**Trabajo requerido**
Extrae del material que sigue cada línea que contenga la palabra "water" y cópiala sin cambios.
________
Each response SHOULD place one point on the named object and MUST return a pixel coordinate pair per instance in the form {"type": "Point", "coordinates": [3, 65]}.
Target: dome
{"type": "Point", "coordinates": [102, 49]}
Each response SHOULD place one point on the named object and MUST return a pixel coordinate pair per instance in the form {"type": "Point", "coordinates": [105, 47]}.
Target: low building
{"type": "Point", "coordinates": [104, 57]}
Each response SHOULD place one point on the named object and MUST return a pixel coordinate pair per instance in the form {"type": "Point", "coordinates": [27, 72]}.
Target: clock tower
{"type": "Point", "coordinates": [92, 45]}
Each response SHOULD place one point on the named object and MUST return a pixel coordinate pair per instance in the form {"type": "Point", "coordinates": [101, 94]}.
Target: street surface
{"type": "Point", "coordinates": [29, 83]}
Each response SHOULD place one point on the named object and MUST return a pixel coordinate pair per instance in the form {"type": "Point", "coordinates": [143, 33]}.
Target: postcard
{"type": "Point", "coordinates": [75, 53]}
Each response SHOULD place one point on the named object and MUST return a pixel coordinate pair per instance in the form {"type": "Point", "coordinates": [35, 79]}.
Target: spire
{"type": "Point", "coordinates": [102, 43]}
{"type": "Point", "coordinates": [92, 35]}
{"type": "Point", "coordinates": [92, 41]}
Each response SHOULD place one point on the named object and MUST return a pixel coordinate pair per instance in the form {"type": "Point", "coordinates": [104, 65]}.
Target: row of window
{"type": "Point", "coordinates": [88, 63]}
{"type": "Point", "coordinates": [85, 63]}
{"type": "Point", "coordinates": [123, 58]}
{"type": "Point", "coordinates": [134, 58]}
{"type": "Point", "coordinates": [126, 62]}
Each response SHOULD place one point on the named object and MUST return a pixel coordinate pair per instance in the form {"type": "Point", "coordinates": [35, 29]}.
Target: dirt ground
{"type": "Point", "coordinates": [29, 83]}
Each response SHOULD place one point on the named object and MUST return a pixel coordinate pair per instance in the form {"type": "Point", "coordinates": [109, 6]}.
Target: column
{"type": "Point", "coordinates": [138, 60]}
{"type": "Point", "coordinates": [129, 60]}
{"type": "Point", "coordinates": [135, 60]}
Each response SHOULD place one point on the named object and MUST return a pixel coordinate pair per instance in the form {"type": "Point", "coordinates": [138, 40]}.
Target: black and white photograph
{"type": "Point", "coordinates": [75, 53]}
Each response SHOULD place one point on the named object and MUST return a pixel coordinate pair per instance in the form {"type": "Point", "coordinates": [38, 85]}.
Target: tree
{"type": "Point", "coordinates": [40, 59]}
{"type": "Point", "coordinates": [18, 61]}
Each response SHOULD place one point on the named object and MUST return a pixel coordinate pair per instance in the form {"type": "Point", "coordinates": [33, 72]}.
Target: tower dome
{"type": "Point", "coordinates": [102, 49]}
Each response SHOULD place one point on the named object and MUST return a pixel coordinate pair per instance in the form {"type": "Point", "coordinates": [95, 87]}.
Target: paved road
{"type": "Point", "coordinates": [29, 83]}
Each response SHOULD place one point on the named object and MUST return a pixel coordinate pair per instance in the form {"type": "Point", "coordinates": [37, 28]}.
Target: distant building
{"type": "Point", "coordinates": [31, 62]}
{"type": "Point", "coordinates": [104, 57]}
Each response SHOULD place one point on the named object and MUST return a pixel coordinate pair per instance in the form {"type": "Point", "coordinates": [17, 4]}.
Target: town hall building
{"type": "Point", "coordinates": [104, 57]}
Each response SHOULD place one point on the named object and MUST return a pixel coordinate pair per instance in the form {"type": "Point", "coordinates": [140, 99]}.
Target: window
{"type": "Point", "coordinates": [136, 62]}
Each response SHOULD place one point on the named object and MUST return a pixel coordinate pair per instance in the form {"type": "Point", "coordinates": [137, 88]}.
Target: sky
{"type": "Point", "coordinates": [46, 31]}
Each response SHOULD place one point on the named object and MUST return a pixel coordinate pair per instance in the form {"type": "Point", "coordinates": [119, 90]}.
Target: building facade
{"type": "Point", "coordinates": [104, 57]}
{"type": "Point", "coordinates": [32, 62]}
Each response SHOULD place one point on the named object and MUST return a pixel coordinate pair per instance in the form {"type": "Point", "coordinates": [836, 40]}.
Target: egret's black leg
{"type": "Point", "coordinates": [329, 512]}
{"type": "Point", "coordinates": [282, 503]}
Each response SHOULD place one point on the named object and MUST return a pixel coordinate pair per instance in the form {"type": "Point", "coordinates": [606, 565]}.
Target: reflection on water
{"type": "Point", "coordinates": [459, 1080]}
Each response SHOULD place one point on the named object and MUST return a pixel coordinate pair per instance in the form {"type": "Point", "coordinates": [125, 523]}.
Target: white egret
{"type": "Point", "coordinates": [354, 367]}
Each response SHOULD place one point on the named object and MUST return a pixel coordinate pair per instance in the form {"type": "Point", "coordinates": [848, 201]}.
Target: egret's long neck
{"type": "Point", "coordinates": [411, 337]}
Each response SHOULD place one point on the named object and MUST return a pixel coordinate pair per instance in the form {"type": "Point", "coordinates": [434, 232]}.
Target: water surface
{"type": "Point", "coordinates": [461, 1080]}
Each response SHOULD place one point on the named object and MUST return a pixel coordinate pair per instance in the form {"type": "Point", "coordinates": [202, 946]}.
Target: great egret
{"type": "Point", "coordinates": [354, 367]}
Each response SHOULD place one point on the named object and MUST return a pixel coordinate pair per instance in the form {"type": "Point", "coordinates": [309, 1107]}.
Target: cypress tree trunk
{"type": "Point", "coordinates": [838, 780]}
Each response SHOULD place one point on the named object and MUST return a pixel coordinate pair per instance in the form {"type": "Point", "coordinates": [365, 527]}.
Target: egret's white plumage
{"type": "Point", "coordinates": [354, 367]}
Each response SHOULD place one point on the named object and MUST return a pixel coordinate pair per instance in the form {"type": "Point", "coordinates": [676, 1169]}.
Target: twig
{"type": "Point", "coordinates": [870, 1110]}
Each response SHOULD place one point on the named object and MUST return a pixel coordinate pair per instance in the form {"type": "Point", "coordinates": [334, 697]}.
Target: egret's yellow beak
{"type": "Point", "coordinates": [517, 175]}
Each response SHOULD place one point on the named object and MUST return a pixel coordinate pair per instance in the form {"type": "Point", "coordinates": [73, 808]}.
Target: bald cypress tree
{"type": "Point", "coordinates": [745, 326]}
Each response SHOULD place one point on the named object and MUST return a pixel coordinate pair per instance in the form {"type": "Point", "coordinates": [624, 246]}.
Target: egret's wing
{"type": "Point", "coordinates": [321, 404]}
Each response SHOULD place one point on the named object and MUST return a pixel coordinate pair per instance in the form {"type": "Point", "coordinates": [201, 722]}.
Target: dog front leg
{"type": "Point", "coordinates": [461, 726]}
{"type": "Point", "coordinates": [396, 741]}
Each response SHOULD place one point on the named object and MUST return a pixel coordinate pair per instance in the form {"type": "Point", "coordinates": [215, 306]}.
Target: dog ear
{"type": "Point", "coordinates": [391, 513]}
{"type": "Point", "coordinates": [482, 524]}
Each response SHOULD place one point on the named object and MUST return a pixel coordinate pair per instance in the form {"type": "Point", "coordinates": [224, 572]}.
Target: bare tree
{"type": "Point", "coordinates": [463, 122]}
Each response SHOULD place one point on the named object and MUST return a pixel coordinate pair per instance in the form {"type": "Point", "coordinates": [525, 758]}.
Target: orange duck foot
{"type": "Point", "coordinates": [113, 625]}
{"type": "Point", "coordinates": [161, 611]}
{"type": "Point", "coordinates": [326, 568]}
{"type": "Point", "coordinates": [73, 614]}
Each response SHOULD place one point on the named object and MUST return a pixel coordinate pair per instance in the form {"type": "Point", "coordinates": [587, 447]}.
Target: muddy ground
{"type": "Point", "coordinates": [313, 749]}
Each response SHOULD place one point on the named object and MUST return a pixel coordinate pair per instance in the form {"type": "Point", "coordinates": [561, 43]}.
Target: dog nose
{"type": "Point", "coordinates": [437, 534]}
________
**Resultado del ejercicio**
Target: reflection on water
Target: water surface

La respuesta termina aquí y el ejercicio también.